### TAREFA PEDIDA A:
Procura nos registos todas as linhas que contêm a palavra "leaf" e copia-as. Tem em conta as maiúsculas e as minúsculas.

Quinta-feira, 24 de Fevereiro de 2011

Uma polémica surrealista

 

 

 

 

 

 

 

Carlos Loures

 

Em 1965 tive uma polémica com Mário Cesariny de Vasconcelos que me valeu a excomunhão do movimento surrealista. Cerca de dois anos antes, enviara ao Jornal de Letras e Artes, de Azevedo Martins, uma série de artigos sob o título «Demónios do Absurdo». Neles, em prosa surrealizante, exaltava figuras como as de Alfred Jarry, Jean-Arthur Rimbaud e Isidore Ducasse, Comte de Lautréamont, todos eles precursores do movimento lançado em 1924 pelo manifesto redigido por André Breton. O jornal não publicou nem (contra o que era habitual) me devolveu os textos. Protestei, não me responderam e eu esqueci o assunto. Até porque me envolvi numa alhada política que, em Janeiro de 1965, me levou à prisão. A polícia supunha-me um passarão importante, abusou dos esquemas habituais de «persuasão» e, depois, desiludida, vendo que não tinha «matéria» para me levar a tribunal, ao fim de três meses pôs-me na rua. Na realidade, eu era um elemento sem qualquer importância – distribuíra uns panfletos com a prosa do «Chico» Martins Rodrigues, recolhera uns fundos e pouco mais.

 

Vinha de muito mau humor e, colaborando no suplemento literário do Jornal de Notícias (na altura dirigido por Nuno Teixeira Neves) com uma crónica semanal sobre poesia, canalizei para essa croniqueta semanal todo o meu ódio ao estúpido sistema e a quantos, nomeadamente escritores supostamente de esquerda, pactuavam com o statu quo. – mais ou menos o que agora faço aqui, mas com a fúria dos vinte e poucos anos. A censura cortava muito, mas o que passava era mesmo assim excessivo – marxismo-leninismo, em estado puro e primário, sob a forma de crítica poética. Foi então, quando se comentava no pequeno planeta português das letras a minha fúria antifascista, concordando uns e discordando a maioria, que o Jornal de Letras e Artes resolveu pegar nos textos (quatro ou cinco) que lhes enviara e os publicou com todo o destaque na primeira página e com títulos (tirados do texto, mas escolhidos a dedo). O meu lirismo marxista-leninista sofreu um rude golpe. Os meus «apoiantes», a malta do «escacha-pessegueiro», ficaram desiludidos – «Mais um a baldar-se!», pensaram.

### TAREFA PEDIDA B:
Reescreve de forma mais breve o parágrafo do texto sobre a polémica surrealista que começa por "Em 1965 tive uma polémica". Mantém os factos principais.

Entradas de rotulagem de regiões
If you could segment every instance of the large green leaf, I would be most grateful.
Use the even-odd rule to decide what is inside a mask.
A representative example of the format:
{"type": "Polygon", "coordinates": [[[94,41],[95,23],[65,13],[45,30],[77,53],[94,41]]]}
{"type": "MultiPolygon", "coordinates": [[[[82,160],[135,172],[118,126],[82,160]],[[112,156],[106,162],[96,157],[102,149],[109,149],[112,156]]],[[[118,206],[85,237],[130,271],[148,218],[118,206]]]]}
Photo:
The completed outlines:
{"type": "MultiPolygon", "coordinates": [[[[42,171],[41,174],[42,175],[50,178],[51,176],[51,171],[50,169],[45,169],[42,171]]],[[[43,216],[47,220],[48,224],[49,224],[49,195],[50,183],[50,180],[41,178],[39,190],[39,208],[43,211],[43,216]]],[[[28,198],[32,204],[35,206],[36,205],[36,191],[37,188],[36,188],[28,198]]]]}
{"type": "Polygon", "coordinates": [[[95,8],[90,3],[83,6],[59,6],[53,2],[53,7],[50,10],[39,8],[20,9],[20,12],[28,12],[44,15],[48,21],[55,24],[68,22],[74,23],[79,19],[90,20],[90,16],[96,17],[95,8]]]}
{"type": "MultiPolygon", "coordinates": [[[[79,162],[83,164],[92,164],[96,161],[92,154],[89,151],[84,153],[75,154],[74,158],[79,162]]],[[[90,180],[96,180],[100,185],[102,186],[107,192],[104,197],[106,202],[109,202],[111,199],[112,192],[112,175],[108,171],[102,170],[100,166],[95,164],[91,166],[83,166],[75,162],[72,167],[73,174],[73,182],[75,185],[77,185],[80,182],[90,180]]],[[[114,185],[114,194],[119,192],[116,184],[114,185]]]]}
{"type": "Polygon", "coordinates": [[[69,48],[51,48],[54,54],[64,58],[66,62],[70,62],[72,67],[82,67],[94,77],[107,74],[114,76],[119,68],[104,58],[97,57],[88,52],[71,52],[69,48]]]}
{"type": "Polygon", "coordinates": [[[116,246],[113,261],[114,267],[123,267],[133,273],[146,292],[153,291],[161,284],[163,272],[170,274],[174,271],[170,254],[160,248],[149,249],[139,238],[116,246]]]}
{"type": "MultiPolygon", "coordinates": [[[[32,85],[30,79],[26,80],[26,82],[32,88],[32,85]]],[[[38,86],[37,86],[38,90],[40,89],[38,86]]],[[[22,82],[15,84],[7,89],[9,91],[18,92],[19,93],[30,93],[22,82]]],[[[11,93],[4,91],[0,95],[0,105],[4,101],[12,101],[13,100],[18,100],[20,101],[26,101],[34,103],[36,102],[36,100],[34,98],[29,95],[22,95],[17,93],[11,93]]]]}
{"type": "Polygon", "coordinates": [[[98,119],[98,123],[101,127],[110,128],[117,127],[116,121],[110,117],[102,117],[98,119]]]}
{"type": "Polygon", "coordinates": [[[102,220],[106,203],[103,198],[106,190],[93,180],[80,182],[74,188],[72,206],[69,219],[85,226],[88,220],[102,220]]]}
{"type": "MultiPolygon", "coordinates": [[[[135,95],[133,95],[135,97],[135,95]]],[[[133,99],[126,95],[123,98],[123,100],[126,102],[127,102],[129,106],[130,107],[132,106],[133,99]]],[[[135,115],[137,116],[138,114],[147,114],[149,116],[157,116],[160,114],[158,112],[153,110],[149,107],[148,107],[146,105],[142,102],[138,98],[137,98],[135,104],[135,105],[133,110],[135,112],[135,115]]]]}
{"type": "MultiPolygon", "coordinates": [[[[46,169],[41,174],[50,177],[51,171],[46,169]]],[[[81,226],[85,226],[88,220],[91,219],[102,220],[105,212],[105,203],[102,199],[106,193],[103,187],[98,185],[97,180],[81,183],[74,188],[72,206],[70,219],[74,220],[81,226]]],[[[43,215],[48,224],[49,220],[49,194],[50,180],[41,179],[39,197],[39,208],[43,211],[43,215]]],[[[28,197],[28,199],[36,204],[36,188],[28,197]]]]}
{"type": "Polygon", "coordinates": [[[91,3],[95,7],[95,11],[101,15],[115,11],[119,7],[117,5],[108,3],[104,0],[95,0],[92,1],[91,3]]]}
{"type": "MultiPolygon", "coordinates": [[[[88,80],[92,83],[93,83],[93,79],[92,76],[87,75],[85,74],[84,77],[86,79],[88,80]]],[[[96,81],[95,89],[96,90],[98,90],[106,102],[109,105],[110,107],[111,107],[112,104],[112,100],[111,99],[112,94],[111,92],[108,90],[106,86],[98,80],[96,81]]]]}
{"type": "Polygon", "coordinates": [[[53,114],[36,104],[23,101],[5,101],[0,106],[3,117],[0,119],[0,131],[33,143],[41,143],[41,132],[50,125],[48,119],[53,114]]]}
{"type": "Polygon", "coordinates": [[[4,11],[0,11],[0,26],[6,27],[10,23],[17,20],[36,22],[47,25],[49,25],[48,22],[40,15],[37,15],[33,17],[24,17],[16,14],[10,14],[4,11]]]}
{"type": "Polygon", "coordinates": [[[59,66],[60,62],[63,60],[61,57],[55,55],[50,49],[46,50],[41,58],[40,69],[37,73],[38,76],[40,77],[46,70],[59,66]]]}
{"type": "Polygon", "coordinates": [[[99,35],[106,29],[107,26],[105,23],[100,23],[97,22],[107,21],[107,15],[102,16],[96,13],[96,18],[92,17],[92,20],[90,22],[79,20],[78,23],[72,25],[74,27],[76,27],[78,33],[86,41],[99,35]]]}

### SOLUÇÃO ESCRITA A:
If you could segment every instance of the large green leaf, I would be most grateful.

### SOLUÇÃO ESCRITA B:
Em 1965, uma polémica com Mário Cesariny de Vasconcelos valeu-me a excomunhão do movimento surrealista. Uns dois anos antes, enviara ao Jornal de Letras e Artes, de Azevedo Martins, uma série de artigos intitulada «Demónios do Absurdo». Nesses artigos, em prosa surrealizante, exaltava Jarry, Rimbaud e Lautréamont, precursores do movimento lançado por Breton em 1924. O jornal não publicou os textos nem os devolveu, e esqueci o assunto. Em janeiro de 1965 fui preso por uma questão política. A polícia julgava-me importante, mas, sem matéria para me levar a tribunal, libertou-me ao fim de três meses. Na verdade, eu só distribuíra panfletos e recolhera uns fundos.